*Provided information*
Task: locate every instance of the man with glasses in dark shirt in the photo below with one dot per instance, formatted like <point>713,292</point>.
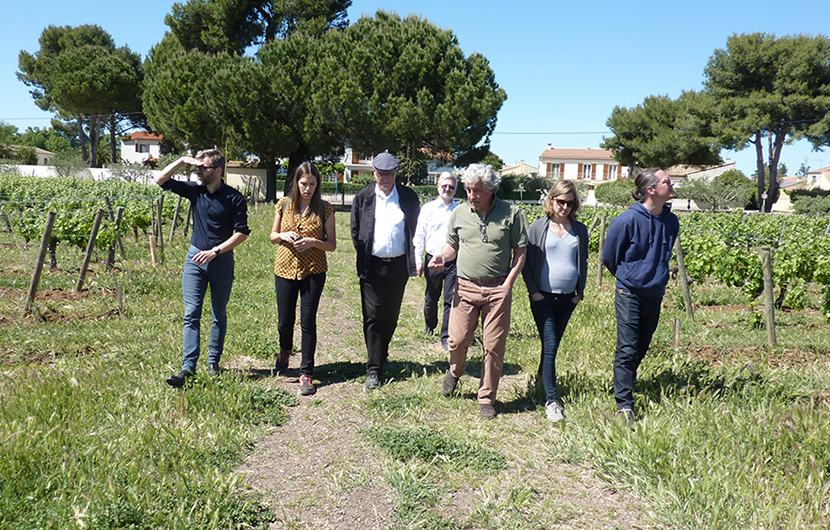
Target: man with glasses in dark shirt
<point>489,238</point>
<point>220,223</point>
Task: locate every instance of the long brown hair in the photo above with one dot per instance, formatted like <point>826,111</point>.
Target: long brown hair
<point>316,207</point>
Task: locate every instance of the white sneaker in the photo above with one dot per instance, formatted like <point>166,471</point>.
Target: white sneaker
<point>554,412</point>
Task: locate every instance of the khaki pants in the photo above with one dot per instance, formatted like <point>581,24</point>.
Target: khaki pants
<point>492,302</point>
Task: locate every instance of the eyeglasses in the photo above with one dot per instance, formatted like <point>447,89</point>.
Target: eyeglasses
<point>483,229</point>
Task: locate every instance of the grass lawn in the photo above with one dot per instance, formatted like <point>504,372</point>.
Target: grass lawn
<point>733,435</point>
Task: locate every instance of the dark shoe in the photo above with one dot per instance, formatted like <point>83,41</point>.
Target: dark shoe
<point>282,361</point>
<point>487,412</point>
<point>627,417</point>
<point>372,381</point>
<point>449,384</point>
<point>306,385</point>
<point>179,380</point>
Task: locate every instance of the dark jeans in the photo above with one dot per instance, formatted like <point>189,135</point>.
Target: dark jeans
<point>381,295</point>
<point>309,290</point>
<point>637,318</point>
<point>218,275</point>
<point>438,281</point>
<point>551,314</point>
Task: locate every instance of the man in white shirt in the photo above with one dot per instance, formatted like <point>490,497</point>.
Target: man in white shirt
<point>383,221</point>
<point>430,236</point>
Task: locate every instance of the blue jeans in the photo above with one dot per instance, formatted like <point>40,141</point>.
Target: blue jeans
<point>218,274</point>
<point>637,318</point>
<point>309,290</point>
<point>551,314</point>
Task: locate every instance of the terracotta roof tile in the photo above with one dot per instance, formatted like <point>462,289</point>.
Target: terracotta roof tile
<point>143,135</point>
<point>581,154</point>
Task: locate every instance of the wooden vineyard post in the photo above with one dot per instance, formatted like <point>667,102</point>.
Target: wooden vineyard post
<point>684,280</point>
<point>44,247</point>
<point>769,295</point>
<point>161,238</point>
<point>175,218</point>
<point>188,218</point>
<point>119,214</point>
<point>89,248</point>
<point>676,334</point>
<point>601,245</point>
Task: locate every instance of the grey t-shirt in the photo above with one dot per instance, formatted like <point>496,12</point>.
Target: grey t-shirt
<point>559,272</point>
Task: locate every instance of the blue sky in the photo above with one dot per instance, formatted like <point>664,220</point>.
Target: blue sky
<point>564,65</point>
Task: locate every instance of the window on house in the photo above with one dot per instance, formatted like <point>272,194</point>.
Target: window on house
<point>588,171</point>
<point>554,171</point>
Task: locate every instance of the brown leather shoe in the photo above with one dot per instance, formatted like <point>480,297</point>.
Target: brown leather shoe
<point>449,384</point>
<point>487,412</point>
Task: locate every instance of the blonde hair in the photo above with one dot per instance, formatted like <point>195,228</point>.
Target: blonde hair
<point>562,187</point>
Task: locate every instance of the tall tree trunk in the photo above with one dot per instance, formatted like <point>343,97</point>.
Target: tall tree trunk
<point>112,126</point>
<point>94,139</point>
<point>775,145</point>
<point>761,170</point>
<point>270,179</point>
<point>297,157</point>
<point>82,138</point>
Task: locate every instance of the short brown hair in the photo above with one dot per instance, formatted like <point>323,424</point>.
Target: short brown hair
<point>215,156</point>
<point>562,187</point>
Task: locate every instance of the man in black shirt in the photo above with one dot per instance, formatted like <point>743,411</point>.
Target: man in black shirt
<point>220,223</point>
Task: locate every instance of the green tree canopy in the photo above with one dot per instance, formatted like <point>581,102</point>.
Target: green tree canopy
<point>215,26</point>
<point>383,83</point>
<point>493,160</point>
<point>616,192</point>
<point>767,90</point>
<point>78,72</point>
<point>730,189</point>
<point>660,132</point>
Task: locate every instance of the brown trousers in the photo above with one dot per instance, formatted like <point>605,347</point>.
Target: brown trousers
<point>492,303</point>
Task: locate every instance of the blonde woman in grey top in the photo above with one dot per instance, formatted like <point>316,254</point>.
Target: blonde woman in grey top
<point>555,272</point>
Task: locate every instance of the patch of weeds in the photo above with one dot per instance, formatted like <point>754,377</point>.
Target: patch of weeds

*Exercise*
Please rewrite the material above as a two-column Markdown table headed "No." and "Line", numbering each non-blank line in order and leaving out the pictures.

*Written response*
| No. | Line |
|---|---|
| 1 | Task: locate every instance of the man with glasses in dark shirt in the photo below with one dot per instance, formatted like <point>713,292</point>. |
| 2 | Target: man with glasses in dark shirt |
| 3 | <point>489,238</point> |
| 4 | <point>220,223</point> |
| 5 | Task: locate every instance of the long brown hair in the photo above with one dot per instance, formatted like <point>826,111</point>. |
| 6 | Target: long brown hair |
| 7 | <point>316,207</point> |
| 8 | Task: locate every instance of the white sneaker in the photo above with one dot per instance, formatted like <point>166,471</point>. |
| 9 | Target: white sneaker |
| 10 | <point>554,412</point> |
| 11 | Task: locate every instance of the khaki pants in the photo above with one dot per instance, formatted like <point>581,24</point>. |
| 12 | Target: khaki pants |
| 13 | <point>492,302</point> |
| 14 | Task: locate every instance of the eyeglasses in the photo above with one dot per instance, formatted like <point>447,89</point>. |
| 15 | Target: eyeglasses |
| 16 | <point>483,229</point> |
| 17 | Task: locate every instance of the grass lawn in the photo above with one dot per instance, formatted like <point>504,372</point>. |
| 18 | Target: grass lawn |
| 19 | <point>733,435</point> |
| 20 | Task: locate every instance of the dark shoe in the photo above with one dot per instance, formatted like <point>83,41</point>. |
| 21 | Target: dark shoe |
| 22 | <point>282,361</point> |
| 23 | <point>487,412</point> |
| 24 | <point>627,417</point> |
| 25 | <point>372,381</point> |
| 26 | <point>449,384</point> |
| 27 | <point>306,385</point> |
| 28 | <point>179,380</point> |
| 29 | Task: locate every instance of the dark jeans in the photo above with one dot per instance, formatted like <point>189,135</point>. |
| 30 | Target: dark jeans |
| 31 | <point>381,295</point> |
| 32 | <point>309,290</point> |
| 33 | <point>637,318</point> |
| 34 | <point>218,275</point> |
| 35 | <point>438,281</point> |
| 36 | <point>551,314</point> |
| 37 | Task: locate every instance of the man in white shirt in the photo above with one dot per instance, formatted like <point>490,497</point>. |
| 38 | Target: man in white shirt |
| 39 | <point>383,221</point> |
| 40 | <point>430,236</point> |
| 41 | Task: locate every instance of the blue jeans in the photo above with one dot per instance, formatted like <point>40,141</point>. |
| 42 | Target: blue jeans |
| 43 | <point>218,274</point> |
| 44 | <point>637,318</point> |
| 45 | <point>309,290</point> |
| 46 | <point>551,314</point> |
| 47 | Task: locate every instance of the terracotta roof tile in the photo above with one dot per instance, formatted like <point>462,289</point>. |
| 48 | Target: terracotta roof tile |
| 49 | <point>143,135</point> |
| 50 | <point>581,154</point> |
| 51 | Task: locate every instance of the wooden vineyard post in the photo above with one dot per instance, formatted like <point>667,102</point>. |
| 52 | Target: wooden vineyard post |
| 53 | <point>684,280</point> |
| 54 | <point>44,247</point> |
| 55 | <point>769,295</point> |
| 56 | <point>161,238</point> |
| 57 | <point>175,218</point> |
| 58 | <point>188,218</point> |
| 59 | <point>119,214</point> |
| 60 | <point>89,248</point> |
| 61 | <point>676,334</point> |
| 62 | <point>601,245</point> |
| 63 | Task: locate every instance of the grey t-shirt in the photo above with one dot per instance, formatted like <point>496,12</point>. |
| 64 | Target: grey t-shirt |
| 65 | <point>559,272</point> |
| 66 | Task: locate every instance of the blue sky in the photo above with one dot per instance, formatted like <point>664,220</point>. |
| 67 | Target: blue sky |
| 68 | <point>564,65</point> |
| 69 | Task: locate every instance of the window on house in the photo above with one dot per instance, formatted like <point>272,194</point>. |
| 70 | Target: window on house |
| 71 | <point>588,171</point> |
| 72 | <point>554,171</point> |
| 73 | Task: locate every instance of the brown leather shoe in the photo above with one dot per instance, formatted like <point>480,297</point>. |
| 74 | Target: brown leather shoe |
| 75 | <point>449,384</point> |
| 76 | <point>487,412</point> |
| 77 | Task: locate every instance of the blonde hair in the photo above with one dot per instance, formatted like <point>195,228</point>. |
| 78 | Target: blonde hair |
| 79 | <point>562,187</point> |
| 80 | Task: locate every instance of the tall tree trunk in the photo above with one dot per instance, formatted like <point>343,97</point>. |
| 81 | Target: tall tree trunk |
| 82 | <point>112,126</point> |
| 83 | <point>94,139</point> |
| 84 | <point>775,145</point> |
| 85 | <point>761,170</point> |
| 86 | <point>270,179</point> |
| 87 | <point>297,157</point> |
| 88 | <point>82,138</point> |
| 89 | Task: locate every instance of the short brown hair in the photo above with one dot per instance, formatted like <point>323,424</point>. |
| 90 | Target: short brown hair |
| 91 | <point>215,156</point> |
| 92 | <point>562,187</point> |
| 93 | Task: locate every instance of the man in black shirt in the photo above with one dot per instance, formatted like <point>743,411</point>. |
| 94 | Target: man in black shirt |
| 95 | <point>220,223</point> |
| 96 | Task: locate every instance of the green tree canopy in the photo above with one dot per instance, formatted like <point>581,102</point>. |
| 97 | Target: green tree canopy |
| 98 | <point>215,26</point> |
| 99 | <point>383,83</point> |
| 100 | <point>493,160</point> |
| 101 | <point>616,192</point> |
| 102 | <point>767,90</point> |
| 103 | <point>78,72</point> |
| 104 | <point>730,189</point> |
| 105 | <point>660,132</point> |
| 106 | Task: locate every instance of the brown trousers in the photo above with one dot per instance, formatted like <point>605,347</point>. |
| 107 | Target: brown trousers |
| 108 | <point>492,303</point> |
| 109 | Task: locate every instance of the blonde woman in grey top in the photo above with one dot per instance, formatted like <point>316,254</point>. |
| 110 | Target: blonde woman in grey top |
| 111 | <point>555,272</point> |
| 112 | Task: locate every instance of the patch of weeds in the photo above with one dot per instance, formatted like <point>754,377</point>. |
| 113 | Target: patch of weeds |